For an all-powerful god who can create an entire universe exactly how he wishes with just a word, there is no deed which is any more difficult than any other deed. They are exactly as trivial. Anything he does for you is no more difficult or meaningful than not doing it at all. Bestowing personalized, laser-engraved titanium tablets to each and every human on Earth is no more difficult than producing stone tablets... or doing nothing at all.

Instead, we get crap like this.

And the Lord said unto Moses, Come up to me into the mount, and be there: and I will give thee tables of stone, and a law, and commandments which I have written; that thou mayest teach them.
And he gave unto Moses, when he had made an end of communing with him upon mount Sinai, two tables of testimony, tables of stone, written with the finger of God.
And the Lord repented of the evil which he thought to do unto his people.
And Moses turned, and went down from the mount, and the two tables of the testimony were in his hand: the tables were written on both their sides; on the one side and on the other were they written.
====================
(SET EXERCISE A): In the passage on the stone tablets, what were the two tables of testimony written with?
(SET EXERCISE B): Resume the passage on the stone tablets, starting right after its final sentence.

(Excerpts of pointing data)
====================
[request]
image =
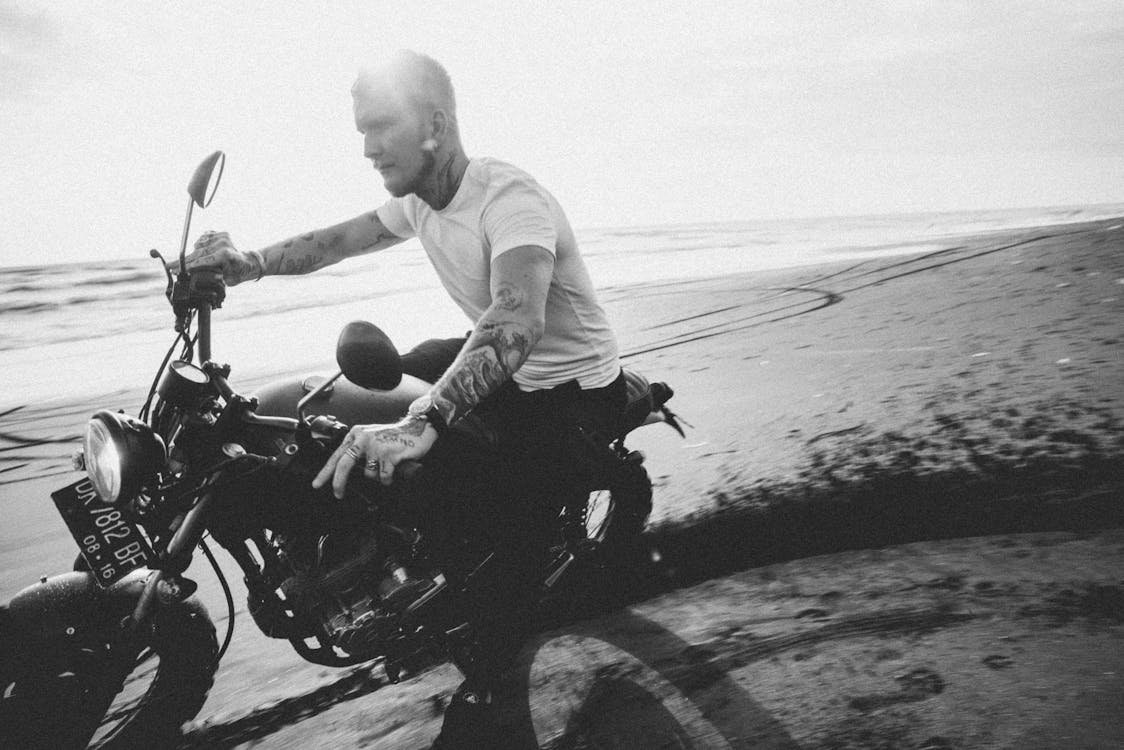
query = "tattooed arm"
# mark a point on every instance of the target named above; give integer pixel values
(315, 250)
(502, 337)
(498, 346)
(301, 254)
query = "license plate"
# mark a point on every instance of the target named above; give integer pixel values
(111, 544)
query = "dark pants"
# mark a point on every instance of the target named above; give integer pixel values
(497, 480)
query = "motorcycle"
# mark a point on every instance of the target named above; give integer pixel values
(119, 652)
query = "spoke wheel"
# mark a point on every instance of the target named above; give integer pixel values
(115, 697)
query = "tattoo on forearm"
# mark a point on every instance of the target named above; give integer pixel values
(491, 357)
(508, 297)
(302, 264)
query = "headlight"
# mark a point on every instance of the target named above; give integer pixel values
(121, 454)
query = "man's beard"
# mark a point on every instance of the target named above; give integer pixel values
(427, 172)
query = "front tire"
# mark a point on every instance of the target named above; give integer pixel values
(169, 669)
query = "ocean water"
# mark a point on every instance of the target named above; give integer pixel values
(76, 331)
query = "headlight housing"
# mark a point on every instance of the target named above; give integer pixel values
(121, 454)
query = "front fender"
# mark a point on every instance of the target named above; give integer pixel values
(70, 605)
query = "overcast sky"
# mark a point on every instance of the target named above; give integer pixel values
(632, 113)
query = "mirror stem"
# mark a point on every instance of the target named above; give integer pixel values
(183, 241)
(316, 391)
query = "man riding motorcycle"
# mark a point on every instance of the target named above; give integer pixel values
(538, 372)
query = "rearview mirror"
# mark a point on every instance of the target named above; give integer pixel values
(368, 357)
(205, 181)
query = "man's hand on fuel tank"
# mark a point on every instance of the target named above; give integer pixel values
(379, 449)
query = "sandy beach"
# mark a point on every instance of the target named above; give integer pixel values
(976, 389)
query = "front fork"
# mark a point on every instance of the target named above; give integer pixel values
(166, 583)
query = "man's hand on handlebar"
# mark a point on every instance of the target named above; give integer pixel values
(214, 250)
(378, 449)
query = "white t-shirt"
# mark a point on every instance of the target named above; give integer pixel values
(499, 207)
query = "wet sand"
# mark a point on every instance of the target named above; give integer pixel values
(968, 390)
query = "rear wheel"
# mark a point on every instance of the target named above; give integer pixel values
(79, 697)
(616, 516)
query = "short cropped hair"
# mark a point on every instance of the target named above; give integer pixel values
(420, 78)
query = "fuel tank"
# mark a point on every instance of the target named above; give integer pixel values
(343, 399)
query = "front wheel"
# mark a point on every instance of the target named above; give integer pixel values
(112, 695)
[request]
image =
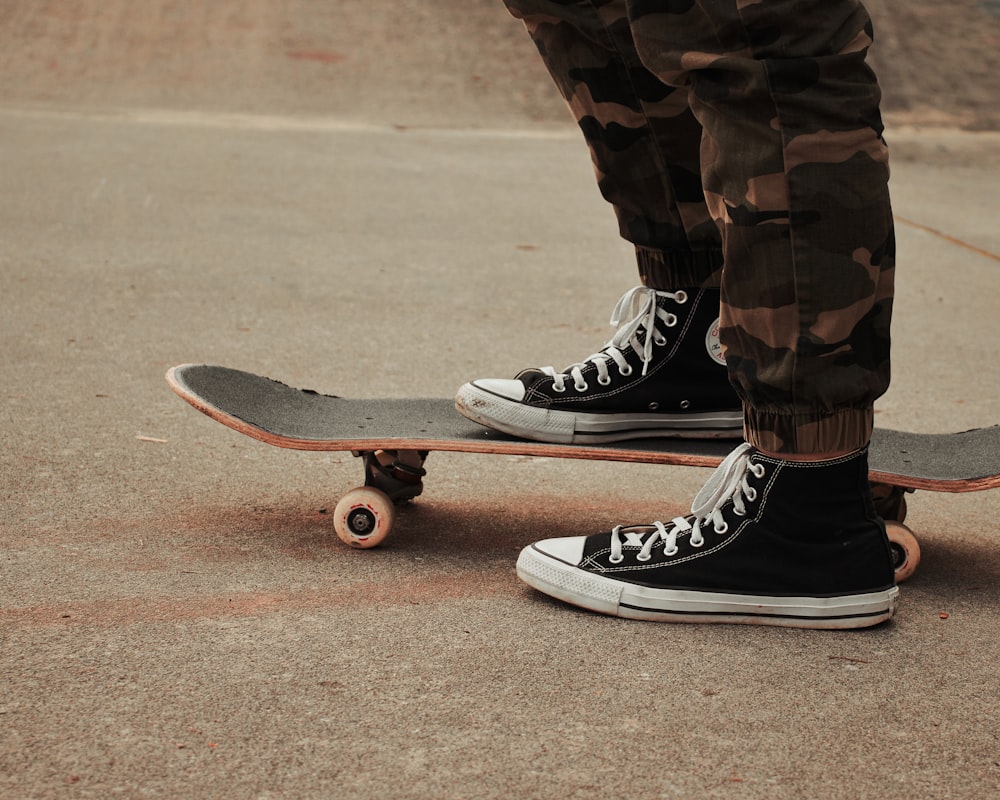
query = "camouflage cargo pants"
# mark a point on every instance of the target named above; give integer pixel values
(740, 144)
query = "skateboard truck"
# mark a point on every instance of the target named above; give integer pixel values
(364, 516)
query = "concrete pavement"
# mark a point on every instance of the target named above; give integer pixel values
(177, 618)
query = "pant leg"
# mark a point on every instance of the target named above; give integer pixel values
(643, 138)
(795, 173)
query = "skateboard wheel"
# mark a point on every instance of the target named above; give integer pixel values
(363, 517)
(905, 550)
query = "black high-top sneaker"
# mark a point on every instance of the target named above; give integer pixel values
(662, 374)
(769, 542)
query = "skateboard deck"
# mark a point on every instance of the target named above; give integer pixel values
(281, 415)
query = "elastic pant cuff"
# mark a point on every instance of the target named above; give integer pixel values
(670, 270)
(808, 433)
====================
(EXERCISE RESULT A): The finger of God.

(EXERCISE RESULT B):
And the tables were the work of God, and the writing was the writing of God, graven upon the tables.
And when Joshua heard the noise of the people as they shouted, he said unto Moses, There is a noise of war in the camp.
And he said, It is not the voice of them that shout for mastery, neither is it the voice of them that cry for being overcome: but the noise of them that sing do I hear.
And it came to pass, as soon as he came nigh unto the camp, that he saw the calf, and the dancing: and Moses' anger waxed hot, and he cast the tables out of his hands, and brake them beneath the mount.
And the Lord said unto Moses, Hew thee two tables of stone like unto the first: and I will write upon these tables the words that were in the first tables, which thou brakest.
And be ready in the morning, and come up in the morning unto mount Sinai, and present thyself there to me in the top of the mount.
And no man shall come up with thee, neither let any man be seen throughout all the mount; neither let the flocks nor herds feed before that mount.
And he hewed two tables of stone like unto the first; and Moses rose up early in the morning, and went up unto mount Sinai, as the Lord had commanded him, and took in his hand the two tables of stone.
And the Lord descended in the cloud, and stood with him there, and proclaimed the name of the Lord.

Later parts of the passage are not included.